▶ Assignment
Please write out every entry below, word for word.

▶ Task data
==========
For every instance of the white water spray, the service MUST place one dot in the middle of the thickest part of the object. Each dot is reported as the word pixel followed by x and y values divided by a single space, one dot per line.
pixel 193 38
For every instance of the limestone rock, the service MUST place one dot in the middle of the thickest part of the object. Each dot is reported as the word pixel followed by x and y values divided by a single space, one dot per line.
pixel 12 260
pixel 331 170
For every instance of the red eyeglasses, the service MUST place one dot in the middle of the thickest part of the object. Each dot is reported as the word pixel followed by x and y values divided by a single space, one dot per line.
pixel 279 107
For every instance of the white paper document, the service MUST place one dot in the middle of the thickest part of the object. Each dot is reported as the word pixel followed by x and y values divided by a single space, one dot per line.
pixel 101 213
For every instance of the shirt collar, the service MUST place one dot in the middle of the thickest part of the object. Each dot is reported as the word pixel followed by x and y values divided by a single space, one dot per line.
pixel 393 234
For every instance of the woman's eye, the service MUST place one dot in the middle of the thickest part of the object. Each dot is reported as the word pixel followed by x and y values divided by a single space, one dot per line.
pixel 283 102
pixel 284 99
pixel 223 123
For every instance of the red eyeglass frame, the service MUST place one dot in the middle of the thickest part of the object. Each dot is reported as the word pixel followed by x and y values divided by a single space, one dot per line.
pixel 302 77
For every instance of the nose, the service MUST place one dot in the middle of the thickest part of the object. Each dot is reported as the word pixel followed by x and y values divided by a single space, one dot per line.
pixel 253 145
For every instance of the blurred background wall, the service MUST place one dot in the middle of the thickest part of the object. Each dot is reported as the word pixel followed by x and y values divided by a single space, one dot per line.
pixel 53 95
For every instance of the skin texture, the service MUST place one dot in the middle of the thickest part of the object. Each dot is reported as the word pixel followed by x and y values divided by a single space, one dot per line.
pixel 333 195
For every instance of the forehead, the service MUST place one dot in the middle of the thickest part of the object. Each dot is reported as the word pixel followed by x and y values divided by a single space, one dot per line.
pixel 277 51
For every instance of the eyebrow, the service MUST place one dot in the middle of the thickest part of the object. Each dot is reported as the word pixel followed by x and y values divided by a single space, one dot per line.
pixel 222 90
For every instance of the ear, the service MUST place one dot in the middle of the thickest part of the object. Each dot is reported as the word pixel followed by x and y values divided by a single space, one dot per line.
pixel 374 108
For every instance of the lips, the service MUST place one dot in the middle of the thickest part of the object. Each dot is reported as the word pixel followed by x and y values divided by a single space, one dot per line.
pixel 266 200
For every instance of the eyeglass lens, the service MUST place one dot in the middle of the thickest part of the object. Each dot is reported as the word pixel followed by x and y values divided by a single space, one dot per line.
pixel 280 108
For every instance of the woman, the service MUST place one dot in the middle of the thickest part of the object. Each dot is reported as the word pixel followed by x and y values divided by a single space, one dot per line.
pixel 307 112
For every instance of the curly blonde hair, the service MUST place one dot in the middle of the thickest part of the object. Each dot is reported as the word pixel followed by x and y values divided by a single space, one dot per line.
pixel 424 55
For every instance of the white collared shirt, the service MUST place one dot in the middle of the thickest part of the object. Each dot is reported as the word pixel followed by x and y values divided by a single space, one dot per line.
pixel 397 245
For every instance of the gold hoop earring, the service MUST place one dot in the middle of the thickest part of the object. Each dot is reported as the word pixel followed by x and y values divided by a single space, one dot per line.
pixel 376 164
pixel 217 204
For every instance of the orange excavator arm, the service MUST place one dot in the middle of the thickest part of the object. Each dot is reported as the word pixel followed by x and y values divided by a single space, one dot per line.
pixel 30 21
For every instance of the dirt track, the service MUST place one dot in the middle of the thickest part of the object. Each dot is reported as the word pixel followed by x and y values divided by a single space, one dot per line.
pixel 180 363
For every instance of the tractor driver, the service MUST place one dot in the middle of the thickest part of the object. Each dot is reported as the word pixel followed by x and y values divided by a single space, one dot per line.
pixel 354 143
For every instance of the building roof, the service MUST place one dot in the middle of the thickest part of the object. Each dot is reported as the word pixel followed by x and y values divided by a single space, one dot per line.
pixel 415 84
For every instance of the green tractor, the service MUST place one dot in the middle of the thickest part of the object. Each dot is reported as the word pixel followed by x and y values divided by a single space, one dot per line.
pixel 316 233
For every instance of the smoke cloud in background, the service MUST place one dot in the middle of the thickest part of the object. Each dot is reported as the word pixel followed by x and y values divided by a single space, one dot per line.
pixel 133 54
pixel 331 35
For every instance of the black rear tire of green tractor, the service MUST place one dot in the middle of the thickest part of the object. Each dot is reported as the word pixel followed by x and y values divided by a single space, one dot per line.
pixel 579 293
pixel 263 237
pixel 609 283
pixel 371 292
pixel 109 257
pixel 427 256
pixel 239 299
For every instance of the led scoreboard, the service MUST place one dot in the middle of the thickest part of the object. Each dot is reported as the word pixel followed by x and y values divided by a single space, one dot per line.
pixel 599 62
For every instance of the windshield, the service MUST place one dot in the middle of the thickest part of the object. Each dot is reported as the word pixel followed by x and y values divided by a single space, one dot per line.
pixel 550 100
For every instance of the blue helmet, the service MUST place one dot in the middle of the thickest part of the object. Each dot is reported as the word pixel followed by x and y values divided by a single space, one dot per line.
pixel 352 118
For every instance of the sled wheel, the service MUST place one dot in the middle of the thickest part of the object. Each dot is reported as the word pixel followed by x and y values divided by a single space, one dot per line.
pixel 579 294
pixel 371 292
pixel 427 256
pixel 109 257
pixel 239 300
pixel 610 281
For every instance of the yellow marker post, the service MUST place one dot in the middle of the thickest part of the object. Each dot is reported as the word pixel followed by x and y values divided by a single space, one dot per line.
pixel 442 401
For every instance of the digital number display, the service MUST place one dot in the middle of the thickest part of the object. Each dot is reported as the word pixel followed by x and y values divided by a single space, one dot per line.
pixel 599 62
==========
▶ Solution to the problem
For every instance of the white water spray, the service MUST place one dot in the middle of the thickest part of the object. Each dot is reported as the word pixel followed by x and y values divided by a single space, one dot per line.
pixel 193 38
For every instance of the limestone rock, the service MUST place one dot in the middle of the thickest part of the object. Each dot is reported as the word pixel followed by x and y values divided by a single space, one dot per line.
pixel 12 260
pixel 331 170
For every instance of the red eyeglasses, the service MUST place one dot in the middle of the thickest part of the object. Each dot is reported as the word pixel followed by x and y values divided by a single space, one dot per line.
pixel 279 107
For every instance of the white paper document, the service MUST place one dot in the middle of the thickest part of the object. Each dot is reported as the word pixel followed by x and y values divided by a single space, one dot per line.
pixel 101 213
For every instance of the shirt collar, the service MUST place one dot in the middle of the thickest part of the object. Each dot is reported as the word pixel followed by x and y values divided by a single space, one dot per line.
pixel 393 234
For every instance of the woman's eye, the service MUST place one dot in the middle of the thickest part of the object. Each dot is reported as the word pixel followed by x and y values divided by a single space, one dot per line.
pixel 283 102
pixel 284 99
pixel 223 123
For every instance of the red eyeglass frame, the service MUST place one dot in the middle of the thickest part of the object. Each dot is reported as the word pixel followed by x and y values divided by a single space, one dot per line.
pixel 302 77
For every instance of the nose, the service MUST place one dot in the middle of the thickest part of the object. Each dot is reported as the word pixel followed by x and y values divided by a single space, one dot per line.
pixel 253 145
For every instance of the blurred background wall, the service MUST place one dot in the middle of the thickest part of the object. Each dot is reported as the word pixel followed by x and y values divided by a single space, one dot per line.
pixel 53 95
For every instance of the skin texture, the service MUST place one dot in the middle of the thickest part of the object. Each dot is reported as the word pixel followed by x and y values divided by a single space, one dot per line.
pixel 333 195
For every instance of the forehead, the service MUST place one dot in the middle of the thickest part of the object. Each dot is reported as the word pixel followed by x and y values divided by a single space, one dot per line.
pixel 277 51
For every instance of the eyebrow, the service MUST place one dot in the middle of the thickest part of the object. Each dot is reported as the word pixel followed by x and y values divided by a single space, one dot per line.
pixel 222 90
For every instance of the ear, the service MUST place one dot in the middle of the thickest part of the object. Each dot is reported as the word pixel followed by x and y values divided by a single space, one dot per line.
pixel 374 108
For every instance of the lips, the service MUST place one dot in the middle of the thickest part of the object. Each dot is reported as the word pixel followed by x and y values divided by a single space, one dot per line.
pixel 266 200
For every instance of the eyeglass lens, the service MUST place one dot in the middle of the thickest part of the object. Each dot is reported as the word pixel followed by x and y values divided by a single space, one dot per line.
pixel 280 108
For every instance of the woman, the service MUST place one dot in the middle of the thickest part of the object. Each dot is reported as the word pixel followed by x and y values divided by a single space, one dot per line.
pixel 307 112
For every instance of the curly blonde hair, the service MUST place one dot in the middle of the thickest part of the object. Each dot is reported as the word pixel followed by x and y values divided by a single space, one dot per line.
pixel 424 55
For every instance of the white collared shirt, the service MUST place one dot in the middle of the thickest part of the object. Each dot is reported as the word pixel followed by x and y values divided by a single space, one dot per line.
pixel 397 245
For every instance of the gold hoop earring, the service MUST place one dot in the middle of the thickest part of the object. Each dot is reported as the word pixel followed by x and y values divided by a single space, one dot per line.
pixel 376 164
pixel 217 204
For every instance of the orange excavator arm, the service MUST place one dot in the middle of the thickest part of the object. Each dot is reported as the word pixel followed by x and y values divided by a single space, one dot per line.
pixel 30 21
For every instance of the dirt track, the service MUST place one dot in the middle of the thickest part of the object. Each dot is reported as the word pixel followed by x and y values divided by a single space, one dot per line.
pixel 180 363
For every instance of the tractor driver, the service MUST place one dot in the middle of the thickest part of the object. Each dot is reported as the word pixel followed by x and y values divided by a single space, one dot per line.
pixel 354 143
For every instance of the building roof, the service MUST place one dot in the middle of the thickest part of the object. Each dot is reported as the word pixel followed by x and y values divided by a single space, one dot per line.
pixel 415 84
For every instance of the green tractor, the service MUST place one dot in the middle of the thickest part of the object. Each dot is reported as the word pixel followed by x and y values divided by a single space, one dot per line.
pixel 316 233
For every instance of the smoke cloud in background, the service MUST place one dot in the middle of the thickest part of the object. Each dot is reported as the word pixel followed by x and y values divided by a single space, one dot per line.
pixel 133 54
pixel 331 35
For every instance of the black rear tire of green tractor, the service MUST place one dot in the middle of the thickest part of the object. Each dot is reported as the word pixel followed by x and y values divided by a single space, one dot per line.
pixel 579 293
pixel 263 237
pixel 609 283
pixel 371 292
pixel 109 257
pixel 427 256
pixel 239 299
For every instance of the led scoreboard, the service MUST place one dot in the middle of the thickest part of the object. Each dot is reported as the word pixel followed by x and y values divided by a single space, one dot per line.
pixel 599 62
For every instance of the windshield, the service MUST place one dot in the middle of the thickest part of the object. Each dot is reported as the word pixel followed by x and y values divided by a single space, one dot per line.
pixel 550 100
For every instance of the blue helmet, the service MUST place one dot in the middle of the thickest part of the object. Each dot is reported as the word pixel followed by x and y values divided by a single space, one dot per line.
pixel 352 118
For every instance of the sled wheel, the service MUST place one dot in the middle of the thickest part of the object. Each dot is reported as the word pixel followed by x and y values divided by a single space, one dot per line.
pixel 579 294
pixel 371 292
pixel 427 256
pixel 109 257
pixel 239 300
pixel 610 281
For every instance of the yellow marker post, the service MUST place one dot in the middle of the thickest part of the object. Each dot is reported as the word pixel followed by x and y values divided by a single space, one dot per line.
pixel 442 401
For every instance of the digital number display, the service MUST place one dot in the middle of the thickest part of the object. Each dot is reported as the word pixel followed by x and y values divided by a single space, one dot per line.
pixel 599 62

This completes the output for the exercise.